What is being asked ::
Count the lines in the rows below that contain the word "white", and give only the number.

** Start Data in this exercise **

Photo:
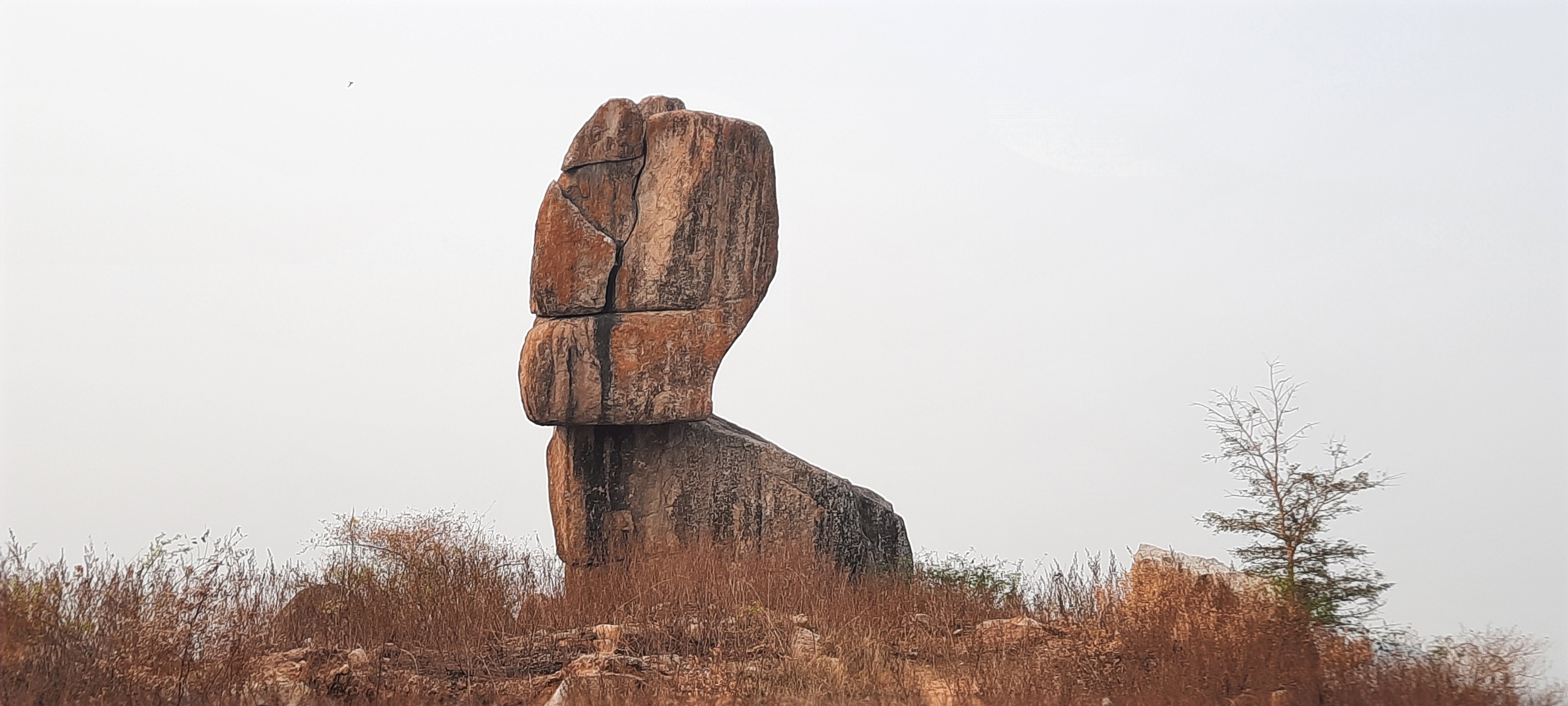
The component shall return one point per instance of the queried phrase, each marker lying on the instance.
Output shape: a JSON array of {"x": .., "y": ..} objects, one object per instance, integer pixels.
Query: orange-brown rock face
[{"x": 652, "y": 253}]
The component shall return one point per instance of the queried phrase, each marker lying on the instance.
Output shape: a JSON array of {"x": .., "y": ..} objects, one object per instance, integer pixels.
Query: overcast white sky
[{"x": 1017, "y": 246}]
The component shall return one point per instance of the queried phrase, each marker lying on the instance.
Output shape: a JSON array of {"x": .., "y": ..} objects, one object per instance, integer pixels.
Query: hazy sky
[{"x": 1015, "y": 246}]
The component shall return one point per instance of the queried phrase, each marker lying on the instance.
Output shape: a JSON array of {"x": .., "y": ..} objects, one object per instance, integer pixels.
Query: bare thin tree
[{"x": 1294, "y": 504}]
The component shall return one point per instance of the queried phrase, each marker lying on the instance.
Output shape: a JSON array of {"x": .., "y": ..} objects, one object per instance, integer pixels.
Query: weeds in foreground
[{"x": 456, "y": 614}]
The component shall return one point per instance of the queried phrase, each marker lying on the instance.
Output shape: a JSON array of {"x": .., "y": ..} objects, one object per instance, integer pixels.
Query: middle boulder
[{"x": 652, "y": 253}]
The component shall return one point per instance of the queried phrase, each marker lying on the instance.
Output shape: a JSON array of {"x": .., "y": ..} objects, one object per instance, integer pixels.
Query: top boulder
[{"x": 650, "y": 257}]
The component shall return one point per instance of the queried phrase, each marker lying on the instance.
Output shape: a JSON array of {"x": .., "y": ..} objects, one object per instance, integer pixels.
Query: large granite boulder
[
  {"x": 652, "y": 253},
  {"x": 659, "y": 209},
  {"x": 642, "y": 492}
]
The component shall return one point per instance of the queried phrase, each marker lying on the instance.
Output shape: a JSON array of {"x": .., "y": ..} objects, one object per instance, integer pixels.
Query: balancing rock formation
[{"x": 650, "y": 255}]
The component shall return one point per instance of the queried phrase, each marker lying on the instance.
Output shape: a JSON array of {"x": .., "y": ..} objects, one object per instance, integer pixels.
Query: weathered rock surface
[
  {"x": 659, "y": 209},
  {"x": 623, "y": 368},
  {"x": 623, "y": 493},
  {"x": 652, "y": 253}
]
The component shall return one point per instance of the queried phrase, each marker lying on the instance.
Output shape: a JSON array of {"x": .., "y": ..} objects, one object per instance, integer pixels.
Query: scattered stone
[
  {"x": 609, "y": 639},
  {"x": 1238, "y": 581},
  {"x": 603, "y": 679},
  {"x": 805, "y": 644},
  {"x": 1007, "y": 633}
]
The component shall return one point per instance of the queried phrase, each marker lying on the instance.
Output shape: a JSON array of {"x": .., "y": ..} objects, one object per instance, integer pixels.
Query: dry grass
[{"x": 448, "y": 613}]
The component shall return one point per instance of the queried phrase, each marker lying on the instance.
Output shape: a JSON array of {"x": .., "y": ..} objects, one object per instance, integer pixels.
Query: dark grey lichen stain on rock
[
  {"x": 711, "y": 484},
  {"x": 653, "y": 250}
]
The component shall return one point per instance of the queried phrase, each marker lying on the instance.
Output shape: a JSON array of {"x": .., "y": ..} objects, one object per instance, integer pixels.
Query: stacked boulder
[{"x": 652, "y": 253}]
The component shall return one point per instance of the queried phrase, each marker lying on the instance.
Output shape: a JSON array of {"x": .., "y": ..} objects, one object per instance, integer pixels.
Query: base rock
[{"x": 623, "y": 493}]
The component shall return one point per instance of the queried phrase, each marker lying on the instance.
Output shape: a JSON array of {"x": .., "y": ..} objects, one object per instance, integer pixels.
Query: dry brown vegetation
[{"x": 435, "y": 610}]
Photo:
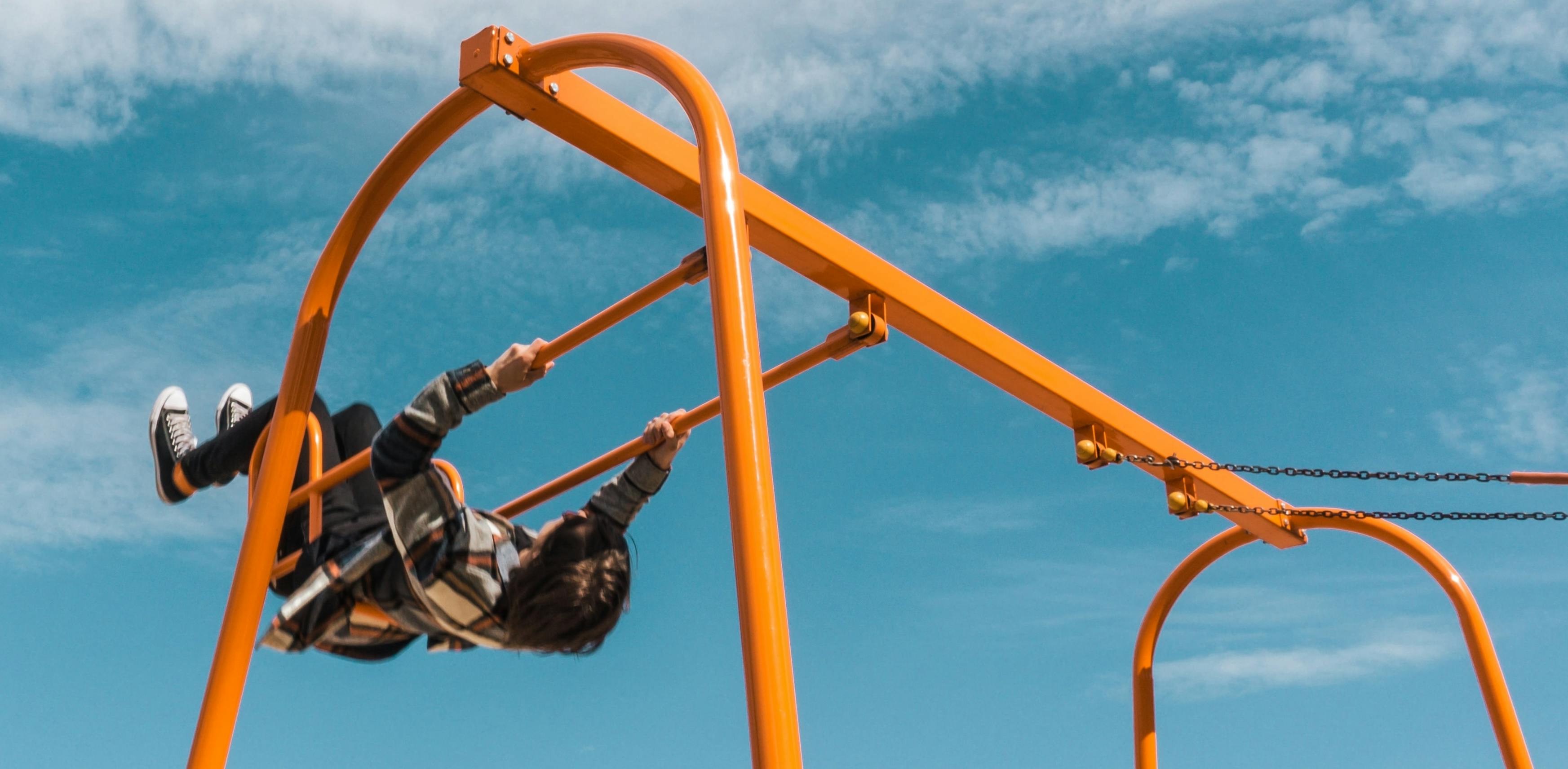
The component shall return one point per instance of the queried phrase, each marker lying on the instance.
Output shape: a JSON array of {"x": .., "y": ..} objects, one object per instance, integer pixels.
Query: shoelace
[{"x": 181, "y": 436}]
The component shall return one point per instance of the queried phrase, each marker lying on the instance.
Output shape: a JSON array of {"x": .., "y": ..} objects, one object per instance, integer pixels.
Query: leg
[
  {"x": 231, "y": 453},
  {"x": 355, "y": 428}
]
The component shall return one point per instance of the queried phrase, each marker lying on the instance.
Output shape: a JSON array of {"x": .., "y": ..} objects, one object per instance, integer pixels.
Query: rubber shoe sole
[{"x": 164, "y": 460}]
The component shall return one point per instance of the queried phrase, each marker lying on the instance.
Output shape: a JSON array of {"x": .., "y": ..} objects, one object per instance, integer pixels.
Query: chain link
[
  {"x": 1313, "y": 513},
  {"x": 1359, "y": 475},
  {"x": 1313, "y": 472}
]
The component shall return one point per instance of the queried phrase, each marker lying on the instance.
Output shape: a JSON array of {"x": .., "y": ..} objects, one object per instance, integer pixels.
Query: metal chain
[
  {"x": 1313, "y": 472},
  {"x": 1359, "y": 475},
  {"x": 1311, "y": 513}
]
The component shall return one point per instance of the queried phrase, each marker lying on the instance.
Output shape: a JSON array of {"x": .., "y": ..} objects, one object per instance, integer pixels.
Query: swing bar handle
[
  {"x": 691, "y": 271},
  {"x": 838, "y": 345}
]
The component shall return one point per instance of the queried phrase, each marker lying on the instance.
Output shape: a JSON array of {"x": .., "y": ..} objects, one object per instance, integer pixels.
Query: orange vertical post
[
  {"x": 1484, "y": 655},
  {"x": 759, "y": 569},
  {"x": 242, "y": 616}
]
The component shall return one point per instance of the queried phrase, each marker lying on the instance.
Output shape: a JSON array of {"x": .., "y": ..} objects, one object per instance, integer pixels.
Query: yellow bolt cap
[{"x": 1087, "y": 450}]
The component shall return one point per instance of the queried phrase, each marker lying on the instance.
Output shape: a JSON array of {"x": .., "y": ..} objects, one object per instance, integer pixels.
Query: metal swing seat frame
[{"x": 535, "y": 84}]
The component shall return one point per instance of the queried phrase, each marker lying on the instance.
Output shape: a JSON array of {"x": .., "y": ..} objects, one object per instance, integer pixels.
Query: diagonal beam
[{"x": 645, "y": 151}]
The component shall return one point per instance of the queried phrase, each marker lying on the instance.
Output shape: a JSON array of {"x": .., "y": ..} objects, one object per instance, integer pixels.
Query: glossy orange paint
[
  {"x": 645, "y": 151},
  {"x": 275, "y": 477},
  {"x": 692, "y": 270},
  {"x": 833, "y": 348},
  {"x": 1539, "y": 478},
  {"x": 1484, "y": 655},
  {"x": 771, "y": 688},
  {"x": 749, "y": 463}
]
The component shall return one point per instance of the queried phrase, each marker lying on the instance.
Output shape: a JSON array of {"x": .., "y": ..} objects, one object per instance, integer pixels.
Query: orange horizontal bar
[
  {"x": 645, "y": 151},
  {"x": 339, "y": 473},
  {"x": 836, "y": 345},
  {"x": 1539, "y": 478},
  {"x": 692, "y": 270}
]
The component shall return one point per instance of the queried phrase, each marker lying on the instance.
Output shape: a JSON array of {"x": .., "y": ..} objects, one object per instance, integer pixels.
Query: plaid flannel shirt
[{"x": 439, "y": 567}]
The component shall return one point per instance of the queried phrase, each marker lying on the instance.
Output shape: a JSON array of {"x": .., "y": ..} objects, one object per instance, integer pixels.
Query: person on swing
[{"x": 399, "y": 555}]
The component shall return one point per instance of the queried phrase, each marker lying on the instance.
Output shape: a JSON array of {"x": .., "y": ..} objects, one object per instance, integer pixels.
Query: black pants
[{"x": 347, "y": 509}]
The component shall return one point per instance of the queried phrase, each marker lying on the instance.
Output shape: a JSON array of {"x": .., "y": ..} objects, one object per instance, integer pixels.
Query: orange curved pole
[
  {"x": 274, "y": 483},
  {"x": 1143, "y": 746},
  {"x": 835, "y": 347},
  {"x": 759, "y": 569},
  {"x": 1484, "y": 655}
]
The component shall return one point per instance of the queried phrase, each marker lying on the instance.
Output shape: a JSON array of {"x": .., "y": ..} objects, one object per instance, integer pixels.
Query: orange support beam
[
  {"x": 634, "y": 145},
  {"x": 771, "y": 685},
  {"x": 838, "y": 345},
  {"x": 1484, "y": 655}
]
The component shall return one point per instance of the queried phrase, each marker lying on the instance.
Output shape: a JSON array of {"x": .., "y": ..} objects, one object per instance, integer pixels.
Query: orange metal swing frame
[{"x": 535, "y": 82}]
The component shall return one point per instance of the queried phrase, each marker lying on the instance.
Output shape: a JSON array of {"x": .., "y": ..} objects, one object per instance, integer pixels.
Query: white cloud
[
  {"x": 73, "y": 427},
  {"x": 1286, "y": 134},
  {"x": 1227, "y": 674},
  {"x": 784, "y": 70}
]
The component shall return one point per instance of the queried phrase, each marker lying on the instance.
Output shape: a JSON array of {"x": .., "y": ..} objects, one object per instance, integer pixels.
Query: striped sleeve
[
  {"x": 403, "y": 448},
  {"x": 629, "y": 491}
]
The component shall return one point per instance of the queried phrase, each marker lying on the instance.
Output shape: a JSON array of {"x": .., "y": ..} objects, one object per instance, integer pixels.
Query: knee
[{"x": 358, "y": 414}]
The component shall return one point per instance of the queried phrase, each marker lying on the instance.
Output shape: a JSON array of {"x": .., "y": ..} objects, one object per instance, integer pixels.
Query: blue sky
[{"x": 1324, "y": 234}]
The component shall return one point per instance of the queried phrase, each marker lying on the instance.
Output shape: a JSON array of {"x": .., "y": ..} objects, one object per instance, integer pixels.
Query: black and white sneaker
[
  {"x": 233, "y": 408},
  {"x": 172, "y": 438}
]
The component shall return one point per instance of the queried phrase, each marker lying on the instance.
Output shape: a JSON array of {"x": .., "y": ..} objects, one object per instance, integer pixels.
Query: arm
[
  {"x": 403, "y": 448},
  {"x": 629, "y": 491}
]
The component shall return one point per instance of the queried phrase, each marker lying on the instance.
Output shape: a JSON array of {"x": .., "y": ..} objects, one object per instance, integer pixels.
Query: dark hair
[{"x": 570, "y": 596}]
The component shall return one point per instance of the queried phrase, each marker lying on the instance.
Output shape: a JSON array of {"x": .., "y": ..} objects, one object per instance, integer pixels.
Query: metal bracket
[
  {"x": 1092, "y": 447},
  {"x": 868, "y": 322},
  {"x": 1181, "y": 497}
]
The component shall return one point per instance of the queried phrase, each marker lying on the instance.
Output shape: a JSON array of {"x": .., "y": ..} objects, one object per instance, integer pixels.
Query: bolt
[{"x": 1087, "y": 450}]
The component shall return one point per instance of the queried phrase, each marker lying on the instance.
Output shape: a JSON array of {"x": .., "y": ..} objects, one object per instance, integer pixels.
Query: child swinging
[{"x": 399, "y": 555}]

** End Data in this exercise **

Response ::
3